IRONIE DU SORT, le futur dossier pharmaceutique a pris de l'avance sur son « grand frère », le dossier médical personnel (DMP), depuis que celui-ci a été reporté en 2008 (« le Quotidien » du 27 février). Très différent du point de vue de sa cible et de son mode de fonctionnement, le dossier pharmaceutique contribuera à l'alimentation continuelle du DMP, au même titre que le dossier communicant de cancérologie (DCC) et les dossiers partagés de réseaux de santé.
Pour qui?
Mis en oeuvre par le Conseil national de l'Ordre des pharmaciens (Cnop), le dossier pharmaceutique (DP) est un dossier strictement professionnel à l'usage des officinaux, contrairement au DMP qui sera la propriété du patient et pourra être consulté par divers professionnels de santé habilités (1).
Dans un premier temps, environ 2 150 officines ont été sollicitées pour expérimenter le DP dans les six départements pilotes. En fin de semaine dernière, le Cnop avait déjà reçu «plus de 700réponses positives» de la part des pharmaciens concernés, selon Sylvain Iemfre, directeur de la maîtrise d'ouvrage du DP à l'Ordre.

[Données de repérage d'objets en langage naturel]
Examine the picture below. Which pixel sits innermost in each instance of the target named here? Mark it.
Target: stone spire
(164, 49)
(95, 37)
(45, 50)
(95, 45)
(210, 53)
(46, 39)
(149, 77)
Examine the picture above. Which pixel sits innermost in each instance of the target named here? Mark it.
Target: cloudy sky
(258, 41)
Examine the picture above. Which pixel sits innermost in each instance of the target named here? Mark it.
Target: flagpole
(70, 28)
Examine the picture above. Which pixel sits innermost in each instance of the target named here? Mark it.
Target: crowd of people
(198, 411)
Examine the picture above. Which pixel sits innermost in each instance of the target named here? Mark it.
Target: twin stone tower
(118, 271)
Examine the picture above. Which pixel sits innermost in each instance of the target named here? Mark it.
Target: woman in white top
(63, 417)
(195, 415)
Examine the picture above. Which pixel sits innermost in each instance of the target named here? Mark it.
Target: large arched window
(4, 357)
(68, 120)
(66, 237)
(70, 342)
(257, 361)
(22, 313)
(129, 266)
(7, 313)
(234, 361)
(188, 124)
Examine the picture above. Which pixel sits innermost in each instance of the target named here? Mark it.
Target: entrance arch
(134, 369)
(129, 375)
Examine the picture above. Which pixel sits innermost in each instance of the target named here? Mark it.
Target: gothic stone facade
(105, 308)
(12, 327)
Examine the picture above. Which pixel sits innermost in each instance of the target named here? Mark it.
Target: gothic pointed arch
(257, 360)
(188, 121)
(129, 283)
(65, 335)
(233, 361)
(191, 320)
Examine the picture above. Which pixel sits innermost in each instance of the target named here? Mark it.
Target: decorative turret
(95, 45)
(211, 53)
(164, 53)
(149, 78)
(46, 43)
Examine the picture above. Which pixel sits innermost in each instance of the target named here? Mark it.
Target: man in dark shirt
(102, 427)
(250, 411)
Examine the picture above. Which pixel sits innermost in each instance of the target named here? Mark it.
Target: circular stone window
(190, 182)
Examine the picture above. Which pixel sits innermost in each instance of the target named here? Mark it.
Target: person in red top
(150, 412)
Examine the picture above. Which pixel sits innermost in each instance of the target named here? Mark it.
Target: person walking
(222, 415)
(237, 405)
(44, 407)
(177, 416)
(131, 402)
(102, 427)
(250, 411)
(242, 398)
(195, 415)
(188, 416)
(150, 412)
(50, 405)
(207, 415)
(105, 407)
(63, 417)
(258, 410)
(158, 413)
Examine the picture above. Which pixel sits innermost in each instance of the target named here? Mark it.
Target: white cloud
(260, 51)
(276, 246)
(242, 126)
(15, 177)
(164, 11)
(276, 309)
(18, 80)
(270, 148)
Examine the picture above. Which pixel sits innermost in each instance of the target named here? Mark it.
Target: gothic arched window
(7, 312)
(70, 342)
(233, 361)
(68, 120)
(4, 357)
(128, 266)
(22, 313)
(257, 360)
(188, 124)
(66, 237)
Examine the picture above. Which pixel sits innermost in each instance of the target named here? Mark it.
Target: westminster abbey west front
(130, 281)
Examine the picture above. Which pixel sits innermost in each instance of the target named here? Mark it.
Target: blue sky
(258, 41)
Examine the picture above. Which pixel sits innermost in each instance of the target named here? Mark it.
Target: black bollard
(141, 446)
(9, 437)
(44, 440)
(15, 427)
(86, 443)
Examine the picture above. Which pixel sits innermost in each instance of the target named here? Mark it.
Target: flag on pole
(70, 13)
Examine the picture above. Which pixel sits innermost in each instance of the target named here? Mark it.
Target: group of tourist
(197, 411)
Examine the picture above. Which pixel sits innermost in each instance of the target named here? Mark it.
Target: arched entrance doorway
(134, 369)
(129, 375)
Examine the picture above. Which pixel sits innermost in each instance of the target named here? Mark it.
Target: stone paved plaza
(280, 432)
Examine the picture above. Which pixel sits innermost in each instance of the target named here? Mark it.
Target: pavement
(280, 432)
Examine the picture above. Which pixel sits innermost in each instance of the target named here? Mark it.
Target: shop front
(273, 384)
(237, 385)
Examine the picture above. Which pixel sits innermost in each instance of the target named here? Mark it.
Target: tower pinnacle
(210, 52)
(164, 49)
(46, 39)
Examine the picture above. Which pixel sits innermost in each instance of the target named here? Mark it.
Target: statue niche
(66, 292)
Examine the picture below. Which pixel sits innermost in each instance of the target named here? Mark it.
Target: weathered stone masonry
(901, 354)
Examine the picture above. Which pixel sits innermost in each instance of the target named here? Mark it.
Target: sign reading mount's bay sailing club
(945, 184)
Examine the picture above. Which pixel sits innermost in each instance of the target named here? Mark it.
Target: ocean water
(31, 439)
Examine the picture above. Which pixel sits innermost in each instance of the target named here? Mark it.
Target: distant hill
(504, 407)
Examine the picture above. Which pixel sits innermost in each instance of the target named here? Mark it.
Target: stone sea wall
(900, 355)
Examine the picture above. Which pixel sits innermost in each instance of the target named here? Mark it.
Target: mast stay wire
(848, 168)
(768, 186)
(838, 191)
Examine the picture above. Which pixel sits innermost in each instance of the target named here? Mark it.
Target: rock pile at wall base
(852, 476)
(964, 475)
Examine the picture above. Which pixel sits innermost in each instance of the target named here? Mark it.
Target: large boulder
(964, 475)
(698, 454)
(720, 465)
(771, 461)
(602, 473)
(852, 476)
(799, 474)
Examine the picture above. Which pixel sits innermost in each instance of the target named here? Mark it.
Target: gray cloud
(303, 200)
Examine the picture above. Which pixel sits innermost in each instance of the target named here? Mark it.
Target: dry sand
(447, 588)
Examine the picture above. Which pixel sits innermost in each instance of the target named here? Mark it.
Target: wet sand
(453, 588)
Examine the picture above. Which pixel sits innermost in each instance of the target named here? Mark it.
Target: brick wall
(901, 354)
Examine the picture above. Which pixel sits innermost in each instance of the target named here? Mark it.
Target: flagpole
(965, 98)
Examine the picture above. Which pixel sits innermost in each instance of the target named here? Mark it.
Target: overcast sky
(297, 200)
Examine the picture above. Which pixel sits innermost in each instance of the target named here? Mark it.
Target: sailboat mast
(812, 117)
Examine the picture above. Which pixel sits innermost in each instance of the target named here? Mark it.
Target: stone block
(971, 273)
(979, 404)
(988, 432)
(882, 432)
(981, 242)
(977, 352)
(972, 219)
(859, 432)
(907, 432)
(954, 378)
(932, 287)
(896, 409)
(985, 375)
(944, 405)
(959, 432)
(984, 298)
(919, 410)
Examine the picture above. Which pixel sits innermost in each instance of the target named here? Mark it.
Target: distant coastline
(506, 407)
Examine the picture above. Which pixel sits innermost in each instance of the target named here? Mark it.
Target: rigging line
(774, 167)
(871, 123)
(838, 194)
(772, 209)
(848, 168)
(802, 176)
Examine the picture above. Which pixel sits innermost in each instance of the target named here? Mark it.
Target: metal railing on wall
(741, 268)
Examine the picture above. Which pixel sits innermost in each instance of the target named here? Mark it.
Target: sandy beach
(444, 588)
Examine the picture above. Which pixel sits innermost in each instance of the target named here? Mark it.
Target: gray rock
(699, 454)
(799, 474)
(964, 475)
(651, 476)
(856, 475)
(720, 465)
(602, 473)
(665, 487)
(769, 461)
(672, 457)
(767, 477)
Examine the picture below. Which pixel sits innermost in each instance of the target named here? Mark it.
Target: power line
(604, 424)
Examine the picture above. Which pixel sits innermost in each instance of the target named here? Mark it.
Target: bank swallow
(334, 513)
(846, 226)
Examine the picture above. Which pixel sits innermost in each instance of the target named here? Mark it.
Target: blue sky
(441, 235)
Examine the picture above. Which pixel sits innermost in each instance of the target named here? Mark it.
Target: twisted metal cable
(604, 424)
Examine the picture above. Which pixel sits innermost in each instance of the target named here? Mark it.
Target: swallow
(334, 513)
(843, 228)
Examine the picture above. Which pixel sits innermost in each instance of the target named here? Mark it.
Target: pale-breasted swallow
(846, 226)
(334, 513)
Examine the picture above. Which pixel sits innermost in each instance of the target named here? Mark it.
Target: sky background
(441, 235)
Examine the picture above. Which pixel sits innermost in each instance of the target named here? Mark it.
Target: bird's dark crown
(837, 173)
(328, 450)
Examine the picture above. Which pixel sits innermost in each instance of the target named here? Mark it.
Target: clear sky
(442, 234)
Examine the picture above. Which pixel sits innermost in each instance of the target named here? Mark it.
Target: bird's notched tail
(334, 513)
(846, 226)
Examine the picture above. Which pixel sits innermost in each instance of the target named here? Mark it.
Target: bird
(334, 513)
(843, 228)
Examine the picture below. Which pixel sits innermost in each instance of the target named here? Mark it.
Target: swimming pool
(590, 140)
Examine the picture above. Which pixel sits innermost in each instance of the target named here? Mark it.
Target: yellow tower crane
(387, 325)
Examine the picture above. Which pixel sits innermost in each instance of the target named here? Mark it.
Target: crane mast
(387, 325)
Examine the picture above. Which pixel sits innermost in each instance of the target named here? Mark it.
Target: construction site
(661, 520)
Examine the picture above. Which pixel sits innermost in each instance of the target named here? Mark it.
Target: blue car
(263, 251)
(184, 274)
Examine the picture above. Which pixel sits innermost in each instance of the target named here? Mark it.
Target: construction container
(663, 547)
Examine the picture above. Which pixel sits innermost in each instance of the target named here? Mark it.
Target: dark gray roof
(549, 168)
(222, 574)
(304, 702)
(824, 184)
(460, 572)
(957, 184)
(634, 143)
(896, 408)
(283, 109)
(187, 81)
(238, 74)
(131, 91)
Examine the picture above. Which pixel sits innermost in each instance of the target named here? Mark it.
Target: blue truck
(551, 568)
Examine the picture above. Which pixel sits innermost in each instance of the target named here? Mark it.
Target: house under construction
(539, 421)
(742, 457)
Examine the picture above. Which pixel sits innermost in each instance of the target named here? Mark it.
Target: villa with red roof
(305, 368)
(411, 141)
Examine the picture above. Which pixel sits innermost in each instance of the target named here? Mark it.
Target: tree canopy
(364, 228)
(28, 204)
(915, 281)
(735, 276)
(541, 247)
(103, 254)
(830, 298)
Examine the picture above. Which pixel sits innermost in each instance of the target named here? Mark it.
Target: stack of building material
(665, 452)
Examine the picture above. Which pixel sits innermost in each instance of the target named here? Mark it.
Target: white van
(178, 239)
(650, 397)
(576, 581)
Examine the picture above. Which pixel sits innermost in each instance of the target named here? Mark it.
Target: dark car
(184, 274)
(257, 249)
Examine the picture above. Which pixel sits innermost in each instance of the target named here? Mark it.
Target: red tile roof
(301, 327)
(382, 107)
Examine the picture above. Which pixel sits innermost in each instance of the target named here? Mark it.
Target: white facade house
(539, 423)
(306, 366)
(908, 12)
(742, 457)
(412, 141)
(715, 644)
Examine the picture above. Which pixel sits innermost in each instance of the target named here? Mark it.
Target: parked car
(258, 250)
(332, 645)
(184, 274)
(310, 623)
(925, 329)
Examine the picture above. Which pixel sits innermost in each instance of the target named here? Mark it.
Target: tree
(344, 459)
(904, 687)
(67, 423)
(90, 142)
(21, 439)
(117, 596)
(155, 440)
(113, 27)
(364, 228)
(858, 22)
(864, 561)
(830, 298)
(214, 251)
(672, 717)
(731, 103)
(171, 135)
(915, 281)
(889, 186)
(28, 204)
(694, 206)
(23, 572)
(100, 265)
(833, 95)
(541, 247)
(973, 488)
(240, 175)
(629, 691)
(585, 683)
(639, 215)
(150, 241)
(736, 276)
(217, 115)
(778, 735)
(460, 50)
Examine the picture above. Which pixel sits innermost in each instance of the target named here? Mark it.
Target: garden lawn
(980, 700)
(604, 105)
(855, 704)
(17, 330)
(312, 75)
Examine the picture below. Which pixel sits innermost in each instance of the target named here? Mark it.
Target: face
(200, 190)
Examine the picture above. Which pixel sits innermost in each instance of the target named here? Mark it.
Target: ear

### But de l'exercice
Prolongez le texte sur le dossier pharmaceutique en reprenant juste après sa dernière phrase.

### Résultat de l'exercice
Où?
L'expérimentation du DP se déroulera dans six départements : Doubs, Meurthe-et-Moselle, Nièvre, Pas-de-Calais, Rhône et Seine-Maritime.
Quand?
Le test « grandeur nature » du DP doit durer six mois. Le lancement de l'expérimentation est actuellement soumis au feu vert de la Commission nationale de l'informatique et des libertés (Cnil), qui examinera le dossier le 3 mai prochain. La généralisation du DP aux 23 000 officines du territoire national doit se faire à l'horizon 2010.
Quel contenu?
Consultable en présence du patient au moyen de sa carte Vitale et de la carte de professionnel de santé (CPS), le DP portera à la connaissance du pharmacien tous les médicaments délivrés au patient dans n'importe quelle officine pendant les quatre derniers mois. Le pharmacien verra les noms, la quantité et le numéro de lot des médicaments délivrés, mais le DP ne précisera ni le nom des médecins prescripteurs ni l'adresse des officines concernées.
Comparé au Web médecin (2), le dossier pharmaceutique présente des atouts supplémentaires pour repérer les risques d'interactions médicamenteuses. Le DP offre en effet un spectre plus large des traitements suivis, puisqu'il listera aussi bien les délivrances récentes de médicaments prescrits – qu'ils soient remboursés ou non par l'assurance-maladie –, que les produits d'automédication.
Le DP présente toutefois un handicap : contrairement au futur DMP, ce n'est pas un outil partagé par la ville et l'hôpital. Réservé dans un premier temps aux pharmaciens d'officine, il ne sera ni alimenté ni consulté par les pharmaciens hospitaliers.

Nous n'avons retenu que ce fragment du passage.